## WHAT THE TASK REQUIRES
Please arrange every line of the records below as a numbered list, leaving out the blank lines.

## EXERCISE MATERIALS
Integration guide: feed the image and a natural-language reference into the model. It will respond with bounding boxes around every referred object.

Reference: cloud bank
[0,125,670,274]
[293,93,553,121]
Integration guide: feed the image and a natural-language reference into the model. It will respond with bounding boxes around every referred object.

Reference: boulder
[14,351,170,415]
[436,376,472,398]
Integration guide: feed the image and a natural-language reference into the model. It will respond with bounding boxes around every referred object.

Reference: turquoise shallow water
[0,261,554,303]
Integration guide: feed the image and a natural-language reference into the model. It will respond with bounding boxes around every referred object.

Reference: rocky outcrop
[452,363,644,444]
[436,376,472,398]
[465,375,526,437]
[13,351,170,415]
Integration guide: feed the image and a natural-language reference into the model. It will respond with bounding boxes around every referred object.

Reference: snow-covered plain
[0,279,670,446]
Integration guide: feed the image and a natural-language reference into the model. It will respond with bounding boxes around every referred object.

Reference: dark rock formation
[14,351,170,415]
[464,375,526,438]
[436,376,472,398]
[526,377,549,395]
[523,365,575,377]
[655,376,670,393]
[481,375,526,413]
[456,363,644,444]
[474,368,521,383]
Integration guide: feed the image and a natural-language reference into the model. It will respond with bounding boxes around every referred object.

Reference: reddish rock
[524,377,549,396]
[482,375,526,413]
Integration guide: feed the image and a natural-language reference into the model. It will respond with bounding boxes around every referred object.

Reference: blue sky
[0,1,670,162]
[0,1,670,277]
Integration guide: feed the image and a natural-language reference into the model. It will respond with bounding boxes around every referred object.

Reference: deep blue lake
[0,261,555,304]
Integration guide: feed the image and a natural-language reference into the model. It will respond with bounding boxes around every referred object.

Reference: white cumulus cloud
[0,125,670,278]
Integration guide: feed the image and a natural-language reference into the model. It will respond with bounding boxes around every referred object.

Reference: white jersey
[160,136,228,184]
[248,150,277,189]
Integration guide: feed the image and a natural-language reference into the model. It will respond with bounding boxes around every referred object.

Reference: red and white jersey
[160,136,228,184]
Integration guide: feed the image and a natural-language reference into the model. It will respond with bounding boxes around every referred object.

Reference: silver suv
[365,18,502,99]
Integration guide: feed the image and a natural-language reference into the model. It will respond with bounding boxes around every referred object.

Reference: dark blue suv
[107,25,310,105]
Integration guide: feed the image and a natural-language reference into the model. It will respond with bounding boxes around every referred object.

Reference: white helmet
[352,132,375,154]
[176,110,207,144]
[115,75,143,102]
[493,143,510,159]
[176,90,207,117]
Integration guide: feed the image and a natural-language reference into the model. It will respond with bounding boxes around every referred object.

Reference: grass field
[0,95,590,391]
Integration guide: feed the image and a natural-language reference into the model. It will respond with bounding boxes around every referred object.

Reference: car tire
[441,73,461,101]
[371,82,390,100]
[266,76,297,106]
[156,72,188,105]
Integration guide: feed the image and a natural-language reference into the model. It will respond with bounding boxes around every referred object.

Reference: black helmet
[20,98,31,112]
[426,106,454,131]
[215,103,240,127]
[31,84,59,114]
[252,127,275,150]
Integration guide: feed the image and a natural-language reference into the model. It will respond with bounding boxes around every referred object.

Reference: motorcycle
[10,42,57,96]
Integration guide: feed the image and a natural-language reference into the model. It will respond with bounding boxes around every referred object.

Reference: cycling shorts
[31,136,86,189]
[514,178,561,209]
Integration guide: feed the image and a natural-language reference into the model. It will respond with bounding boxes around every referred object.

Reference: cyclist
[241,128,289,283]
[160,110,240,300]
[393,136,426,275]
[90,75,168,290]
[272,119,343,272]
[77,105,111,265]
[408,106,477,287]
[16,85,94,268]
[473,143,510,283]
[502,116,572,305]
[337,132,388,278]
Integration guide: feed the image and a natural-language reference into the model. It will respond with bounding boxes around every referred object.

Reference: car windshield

## REPLY TO THE EXERCISE
1. Integration guide: feed the image and a natural-language reference into the model. It will respond with bounding boxes around every referred object.
2. Reference: cloud bank
3. [0,125,670,274]
4. [293,93,553,121]
5. Integration guide: feed the image and a natural-language reference into the model. It will respond with bounding boxes around every referred object.
6. Reference: boulder
7. [14,351,170,415]
8. [436,376,472,398]
9. Integration guide: feed the image and a natural-language reference into the model. It will respond with bounding boxes around every referred object.
10. Reference: turquoise shallow water
11. [0,261,554,303]
12. Integration guide: feed the image and a natural-language reference into the model. It will respond with bounding boxes around every referred object.
13. Reference: rocky outcrop
14. [452,363,644,444]
15. [436,376,472,398]
16. [465,375,526,437]
17. [13,351,170,415]
18. Integration guide: feed the image and a natural-language reference into the model. It will respond with bounding boxes around every referred object.
19. Reference: snow-covered plain
20. [0,279,670,446]
21. Integration guide: feed the image and a natural-language reference into the model. It will respond with bounding boxes around every referred object.
22. Reference: dark rock formation
23. [14,351,170,415]
24. [464,375,526,438]
25. [436,376,472,398]
26. [526,377,549,395]
27. [523,365,575,377]
28. [655,376,670,393]
29. [481,375,526,413]
30. [456,363,644,444]
31. [474,368,521,383]
32. Integration guide: feed the image and a natural-language reference into the model. It will respond with bounding boxes around every referred object.
33. Reference: reddish rock
34. [524,377,549,396]
35. [482,375,526,413]
36. Integration guide: feed the image and a natural-language reference into the model. It will respond with bounding boxes around every referred object.
37. Reference: blue sky
38. [0,1,670,162]
39. [0,1,670,277]
40. Integration guide: feed the image and a natural-language reference into the model. It will respond with bounding boxes around every referred object.
41. Reference: deep blue lake
42. [0,261,555,304]
43. Integration guide: feed the image and a natural-language reference into the model. It will respond with bounding boxes around every referred object.
44. Reference: white cumulus cloud
45. [0,125,670,278]
46. Integration guide: feed the image and a natural-language reference into the model. It will respond with bounding boxes around every referred object.
47. Reference: white jersey
48. [160,136,228,184]
49. [248,150,277,189]
50. Integration guide: feed the image and a natural-language reference into the model. It will respond with bounding boxes around every referred object.
51. Reference: red and white jersey
52. [160,136,228,184]
53. Integration guide: feed the image and a natural-language reference into the model. It will respond with bounding boxes around every referred object.
54. Reference: silver suv
55. [365,18,502,99]
56. Integration guide: feed the image and a natural-language reference into the model. It will respond with bounding boxes around every referred object.
57. Reference: dark blue suv
58. [107,25,310,105]
59. Integration guide: feed the image and a natural-language reference into the model. It will respond with bounding boxes around every referred object.
60. Reference: white helmet
61. [352,132,375,154]
62. [176,110,207,144]
63. [115,75,143,102]
64. [493,143,510,159]
65. [176,90,207,117]
66. Integration guide: feed the image and a natural-language reference into the model. It will respond with bounding boxes around every referred object.
67. Reference: grass field
68. [0,95,590,391]
69. Integration guide: feed the image and a natural-language reference into the model. It will respond with bounding boxes around every referred object.
70. Reference: car tire
71. [441,73,461,101]
72. [371,82,390,100]
73. [266,76,297,106]
74. [156,72,188,105]
75. Integration guide: feed the image and a natural-language reference into the model. It will respond with bounding boxes around every referred object.
76. Reference: black helmet
77. [20,98,31,112]
78. [426,106,454,131]
79. [215,103,240,127]
80. [31,84,59,114]
81. [252,127,275,150]
82. Integration guide: feed the image and a natural-language reference into the model. It will respond with bounding boxes around every referred object.
83. Reference: motorcycle
84. [10,42,57,96]
85. Integration guide: feed the image and a natural-language reference into the model. It will respond with bounding boxes around every referred object.
86. Reference: cycling shorts
87. [31,136,86,189]
88. [514,178,561,209]
89. Integration guide: feed the image and a natural-language reference into the model. It will respond with bounding boxes around every referred object.
90. Reference: cyclist
91. [241,128,289,283]
92. [160,110,240,300]
93. [393,136,426,275]
94. [90,75,168,290]
95. [272,119,343,272]
96. [77,105,111,265]
97. [408,106,477,287]
98. [16,85,94,268]
99. [473,143,510,283]
100. [502,116,572,305]
101. [337,132,388,278]
102. Integration guide: feed the image and a natural-language reference into the model. It will respond with bounding boxes around every referred object.
103. Reference: car windshield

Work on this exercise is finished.